**Directions:** Every entry below should be repeated exactly; the pictures should not.

··· Data ···

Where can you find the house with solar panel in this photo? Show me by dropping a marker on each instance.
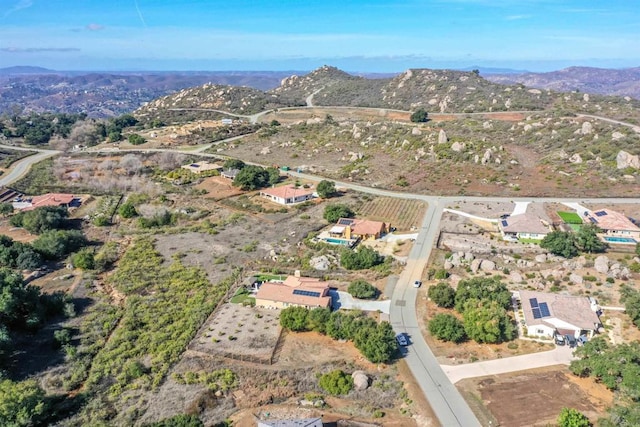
(616, 226)
(294, 291)
(524, 226)
(548, 314)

···

**Result of this task:**
Where can you find the house with solar panel in this photo? Show me by dropping a marker on each instance.
(616, 226)
(294, 291)
(524, 226)
(548, 314)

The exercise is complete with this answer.